* WORK ITEM *
Please give the data again in full, exactly as provided.

[Saved entries]
+===+

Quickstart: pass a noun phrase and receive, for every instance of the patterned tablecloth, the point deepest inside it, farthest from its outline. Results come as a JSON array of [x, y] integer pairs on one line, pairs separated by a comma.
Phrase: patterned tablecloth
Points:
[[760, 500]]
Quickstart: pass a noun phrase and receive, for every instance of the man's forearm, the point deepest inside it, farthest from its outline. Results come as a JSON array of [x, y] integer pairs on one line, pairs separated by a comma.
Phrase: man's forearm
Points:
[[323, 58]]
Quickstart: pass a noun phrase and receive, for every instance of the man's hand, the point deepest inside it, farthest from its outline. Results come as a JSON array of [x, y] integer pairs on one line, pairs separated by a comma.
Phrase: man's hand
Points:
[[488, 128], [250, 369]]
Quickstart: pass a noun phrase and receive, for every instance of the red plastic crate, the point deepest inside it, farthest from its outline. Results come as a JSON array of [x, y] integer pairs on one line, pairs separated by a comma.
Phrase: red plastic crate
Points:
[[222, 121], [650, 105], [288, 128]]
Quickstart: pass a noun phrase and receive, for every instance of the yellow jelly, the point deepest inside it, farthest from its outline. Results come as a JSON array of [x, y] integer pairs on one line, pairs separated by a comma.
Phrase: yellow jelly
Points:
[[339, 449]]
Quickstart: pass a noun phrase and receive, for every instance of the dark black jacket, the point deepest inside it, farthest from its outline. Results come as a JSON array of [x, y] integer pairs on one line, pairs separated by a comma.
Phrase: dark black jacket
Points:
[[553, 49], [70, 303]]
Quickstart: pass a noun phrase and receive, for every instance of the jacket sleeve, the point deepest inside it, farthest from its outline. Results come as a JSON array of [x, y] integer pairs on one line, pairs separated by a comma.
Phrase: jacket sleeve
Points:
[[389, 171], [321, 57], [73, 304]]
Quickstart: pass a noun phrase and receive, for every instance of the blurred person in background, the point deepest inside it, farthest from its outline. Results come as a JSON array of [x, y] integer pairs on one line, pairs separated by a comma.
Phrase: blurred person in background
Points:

+===+

* RESULT FOR THIS TASK *
Quickstart: pass a noun phrase and receive, for every instance of the patterned tablecloth, the point deepest inside it, farthest from its outline. Results come as a JSON array of [x, y] integer pairs on one line, pairs separated by a comma.
Phrase: patterned tablecloth
Points:
[[760, 500]]
Quickstart: pass a noun phrase and receive, for every instance of the man's forearm, the point deepest inside it, farthest from its outline. Results come as a JSON array of [x, y] integer pairs on one line, pairs separated by a comma.
Phrase: man's forearm
Points:
[[323, 58]]
Quickstart: pass a noun phrase and receive, for every instance of the man's hand, the point deepest inside it, farthest from its outline. Results come as a JSON array of [x, y] integer pairs on one line, pairs separated by a comma.
Phrase: man's hand
Points:
[[488, 128], [250, 369]]
Quickstart: pass a noun phrase and receive, for every instance of the red plastic crate, the point deepest inside it, farthest from its outline. Results come as a JSON array of [x, y] integer pairs on one line, pairs separated by a comma.
Phrase: red plastic crate
Points:
[[222, 121], [650, 105], [288, 128]]
Quickstart: pass a noun phrase and receive, for every instance of the yellow jelly, the point deepest inside it, farthest from its outline. Results come as a JSON array of [x, y] integer pairs on one line, pairs separated by a comma.
Phrase: yellow jelly
Points:
[[339, 449]]
Quickstart: pass a noun phrase and receive, for every instance of the dark black jacket, the point deepest inside it, farthest from its outline. Results come as a JSON array of [x, y] integer pairs on one line, pairs separated by a comma.
Phrase: dark black jacket
Points:
[[553, 49], [70, 303]]
Quickstart: pass a noun phrase and receive, for every instance of the jacket sleeve, the point deepest inside it, farthest from its outline. Results come as a JSON array of [x, y] integer pairs on one line, pairs separated by a comma.
Phrase: jacket sleeve
Points:
[[389, 171], [321, 57], [73, 304]]
Quickstart: pass a noun phrase and receive, for every instance of the blurred person in background, the point deepest inside it, farthest from its outline. Results come as a JSON array of [x, y] integer pairs on one line, pairs separated by a comma.
Phrase: blurred person in background
Points:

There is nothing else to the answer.